Count the lines in the material below that contain the string "spaces" and reply with that number alone.

Items:
>> BEGIN
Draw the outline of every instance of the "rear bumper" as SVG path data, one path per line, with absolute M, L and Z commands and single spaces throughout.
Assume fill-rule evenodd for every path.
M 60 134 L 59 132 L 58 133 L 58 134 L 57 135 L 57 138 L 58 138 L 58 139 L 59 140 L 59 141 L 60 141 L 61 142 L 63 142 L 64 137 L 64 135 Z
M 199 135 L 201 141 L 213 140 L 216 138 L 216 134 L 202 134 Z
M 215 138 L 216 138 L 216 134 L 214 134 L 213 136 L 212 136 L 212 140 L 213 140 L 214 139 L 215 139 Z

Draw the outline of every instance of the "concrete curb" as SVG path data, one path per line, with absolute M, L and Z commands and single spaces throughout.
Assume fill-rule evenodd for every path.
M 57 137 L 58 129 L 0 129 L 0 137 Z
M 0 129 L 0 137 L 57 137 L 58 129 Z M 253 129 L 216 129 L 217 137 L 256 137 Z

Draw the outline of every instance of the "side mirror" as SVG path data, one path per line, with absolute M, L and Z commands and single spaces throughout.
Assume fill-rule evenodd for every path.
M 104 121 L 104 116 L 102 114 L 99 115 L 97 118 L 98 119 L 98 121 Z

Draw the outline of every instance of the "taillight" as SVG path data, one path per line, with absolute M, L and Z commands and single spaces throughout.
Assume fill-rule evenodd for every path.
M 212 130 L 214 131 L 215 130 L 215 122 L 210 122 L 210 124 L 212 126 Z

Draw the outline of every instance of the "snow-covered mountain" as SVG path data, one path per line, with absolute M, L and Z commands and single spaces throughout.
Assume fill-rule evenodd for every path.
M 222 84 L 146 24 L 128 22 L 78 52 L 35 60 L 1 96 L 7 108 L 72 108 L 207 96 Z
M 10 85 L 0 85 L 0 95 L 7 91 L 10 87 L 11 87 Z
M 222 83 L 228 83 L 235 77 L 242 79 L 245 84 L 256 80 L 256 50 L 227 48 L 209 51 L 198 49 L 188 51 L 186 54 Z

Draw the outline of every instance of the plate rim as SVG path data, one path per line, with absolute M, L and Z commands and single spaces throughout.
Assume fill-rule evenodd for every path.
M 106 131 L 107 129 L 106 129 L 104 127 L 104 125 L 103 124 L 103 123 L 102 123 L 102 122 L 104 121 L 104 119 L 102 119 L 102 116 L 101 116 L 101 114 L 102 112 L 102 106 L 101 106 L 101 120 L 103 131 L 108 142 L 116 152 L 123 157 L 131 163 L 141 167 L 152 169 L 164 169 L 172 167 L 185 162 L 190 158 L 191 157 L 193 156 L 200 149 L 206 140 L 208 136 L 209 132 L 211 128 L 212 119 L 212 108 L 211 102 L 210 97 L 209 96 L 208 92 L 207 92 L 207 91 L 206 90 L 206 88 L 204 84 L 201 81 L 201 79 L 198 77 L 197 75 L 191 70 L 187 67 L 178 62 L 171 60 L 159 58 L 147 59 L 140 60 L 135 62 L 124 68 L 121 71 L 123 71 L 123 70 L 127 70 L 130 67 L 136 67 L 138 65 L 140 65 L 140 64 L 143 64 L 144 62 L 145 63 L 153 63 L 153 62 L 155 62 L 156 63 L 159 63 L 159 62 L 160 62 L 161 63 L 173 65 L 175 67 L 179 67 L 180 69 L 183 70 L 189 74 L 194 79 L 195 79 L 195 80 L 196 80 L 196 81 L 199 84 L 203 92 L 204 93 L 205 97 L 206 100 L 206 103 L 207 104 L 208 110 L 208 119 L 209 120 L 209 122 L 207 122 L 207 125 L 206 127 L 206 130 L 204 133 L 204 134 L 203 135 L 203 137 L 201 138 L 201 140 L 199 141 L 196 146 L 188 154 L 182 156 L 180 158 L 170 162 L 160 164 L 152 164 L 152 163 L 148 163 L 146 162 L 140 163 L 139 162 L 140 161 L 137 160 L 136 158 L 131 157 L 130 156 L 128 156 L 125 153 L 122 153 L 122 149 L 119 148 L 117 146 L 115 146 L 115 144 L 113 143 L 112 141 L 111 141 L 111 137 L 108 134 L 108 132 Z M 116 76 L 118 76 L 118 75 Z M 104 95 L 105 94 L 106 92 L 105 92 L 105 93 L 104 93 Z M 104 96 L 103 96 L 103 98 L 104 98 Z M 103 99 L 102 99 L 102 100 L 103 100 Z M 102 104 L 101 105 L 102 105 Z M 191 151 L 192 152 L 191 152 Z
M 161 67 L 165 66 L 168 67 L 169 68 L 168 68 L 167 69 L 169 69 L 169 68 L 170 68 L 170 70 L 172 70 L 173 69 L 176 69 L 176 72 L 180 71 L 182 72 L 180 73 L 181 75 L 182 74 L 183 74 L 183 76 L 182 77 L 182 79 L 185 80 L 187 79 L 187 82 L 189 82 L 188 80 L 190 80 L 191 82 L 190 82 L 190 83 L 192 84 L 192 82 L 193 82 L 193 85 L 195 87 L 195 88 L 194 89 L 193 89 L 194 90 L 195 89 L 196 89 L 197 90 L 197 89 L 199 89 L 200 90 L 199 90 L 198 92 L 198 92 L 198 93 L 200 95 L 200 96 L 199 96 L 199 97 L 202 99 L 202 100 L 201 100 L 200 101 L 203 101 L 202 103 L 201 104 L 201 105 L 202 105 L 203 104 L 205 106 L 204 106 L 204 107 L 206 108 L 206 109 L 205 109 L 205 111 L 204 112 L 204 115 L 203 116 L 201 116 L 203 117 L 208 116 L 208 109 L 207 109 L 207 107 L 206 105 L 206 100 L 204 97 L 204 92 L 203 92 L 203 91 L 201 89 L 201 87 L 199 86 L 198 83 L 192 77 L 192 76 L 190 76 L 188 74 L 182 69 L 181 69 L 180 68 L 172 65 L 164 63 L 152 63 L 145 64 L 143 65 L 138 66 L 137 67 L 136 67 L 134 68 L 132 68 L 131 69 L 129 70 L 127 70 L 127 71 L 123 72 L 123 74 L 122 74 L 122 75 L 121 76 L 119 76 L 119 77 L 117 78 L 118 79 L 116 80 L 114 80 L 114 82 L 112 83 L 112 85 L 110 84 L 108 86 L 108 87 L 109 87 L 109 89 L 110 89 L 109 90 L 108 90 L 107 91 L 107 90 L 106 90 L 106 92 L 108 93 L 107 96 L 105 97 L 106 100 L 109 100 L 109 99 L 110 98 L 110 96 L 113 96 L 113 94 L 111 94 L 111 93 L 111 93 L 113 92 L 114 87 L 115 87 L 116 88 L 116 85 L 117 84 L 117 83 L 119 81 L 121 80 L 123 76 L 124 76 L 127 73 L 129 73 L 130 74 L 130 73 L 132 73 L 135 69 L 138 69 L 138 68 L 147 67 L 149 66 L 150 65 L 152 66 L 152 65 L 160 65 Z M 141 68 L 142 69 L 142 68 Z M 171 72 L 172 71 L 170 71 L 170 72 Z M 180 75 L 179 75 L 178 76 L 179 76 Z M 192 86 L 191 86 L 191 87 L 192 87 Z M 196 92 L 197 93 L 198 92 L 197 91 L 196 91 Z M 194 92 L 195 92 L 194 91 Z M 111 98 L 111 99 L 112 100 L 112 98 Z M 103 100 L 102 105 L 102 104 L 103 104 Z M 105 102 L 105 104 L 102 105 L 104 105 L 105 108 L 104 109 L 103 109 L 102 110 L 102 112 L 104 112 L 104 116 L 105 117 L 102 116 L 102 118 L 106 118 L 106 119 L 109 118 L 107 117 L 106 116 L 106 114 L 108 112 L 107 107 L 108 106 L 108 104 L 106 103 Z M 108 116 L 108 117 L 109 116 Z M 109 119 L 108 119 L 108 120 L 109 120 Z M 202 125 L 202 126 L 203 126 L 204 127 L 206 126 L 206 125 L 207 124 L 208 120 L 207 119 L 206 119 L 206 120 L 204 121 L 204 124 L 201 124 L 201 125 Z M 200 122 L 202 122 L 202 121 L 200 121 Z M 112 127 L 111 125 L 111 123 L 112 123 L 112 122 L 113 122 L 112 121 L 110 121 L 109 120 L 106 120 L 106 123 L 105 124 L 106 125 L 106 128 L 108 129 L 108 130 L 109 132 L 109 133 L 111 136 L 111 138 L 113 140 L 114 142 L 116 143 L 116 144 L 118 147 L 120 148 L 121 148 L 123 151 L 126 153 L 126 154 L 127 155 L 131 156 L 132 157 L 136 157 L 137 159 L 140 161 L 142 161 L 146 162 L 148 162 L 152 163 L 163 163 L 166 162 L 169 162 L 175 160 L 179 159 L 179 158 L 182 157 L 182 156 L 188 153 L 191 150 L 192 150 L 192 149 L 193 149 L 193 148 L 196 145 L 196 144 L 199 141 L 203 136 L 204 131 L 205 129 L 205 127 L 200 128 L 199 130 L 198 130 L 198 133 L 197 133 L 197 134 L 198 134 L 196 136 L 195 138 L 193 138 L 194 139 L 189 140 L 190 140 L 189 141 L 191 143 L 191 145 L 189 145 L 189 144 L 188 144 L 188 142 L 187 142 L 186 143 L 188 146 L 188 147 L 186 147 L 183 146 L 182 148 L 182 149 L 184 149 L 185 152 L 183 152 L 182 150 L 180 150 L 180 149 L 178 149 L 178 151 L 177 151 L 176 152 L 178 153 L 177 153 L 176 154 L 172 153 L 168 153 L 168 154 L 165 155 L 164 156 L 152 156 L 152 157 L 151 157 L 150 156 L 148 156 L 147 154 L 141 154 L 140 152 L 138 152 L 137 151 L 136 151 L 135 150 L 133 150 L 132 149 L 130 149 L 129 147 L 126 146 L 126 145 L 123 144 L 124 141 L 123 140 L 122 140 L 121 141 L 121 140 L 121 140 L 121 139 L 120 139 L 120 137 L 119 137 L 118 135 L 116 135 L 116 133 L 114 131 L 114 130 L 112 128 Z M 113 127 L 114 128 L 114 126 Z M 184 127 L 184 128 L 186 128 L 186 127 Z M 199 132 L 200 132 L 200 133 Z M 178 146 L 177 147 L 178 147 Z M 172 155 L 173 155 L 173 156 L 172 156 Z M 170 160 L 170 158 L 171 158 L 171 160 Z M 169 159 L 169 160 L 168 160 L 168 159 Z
>> END
Task result:
6